> [TO DO] Rewrite the entries below, replacing "flower petal" with "leaf" and leaving everything else unchanged.

####

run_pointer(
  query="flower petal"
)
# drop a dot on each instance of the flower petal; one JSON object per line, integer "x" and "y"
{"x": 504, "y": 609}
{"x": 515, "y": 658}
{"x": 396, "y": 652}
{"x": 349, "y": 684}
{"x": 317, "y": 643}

####

> [RESULT OF THIS EXERCISE]
run_pointer(
  query="leaf"
)
# drop a dot on each instance of the leaf; one JSON object per line, integer "x" and "y"
{"x": 504, "y": 609}
{"x": 515, "y": 658}
{"x": 396, "y": 652}
{"x": 349, "y": 684}
{"x": 317, "y": 643}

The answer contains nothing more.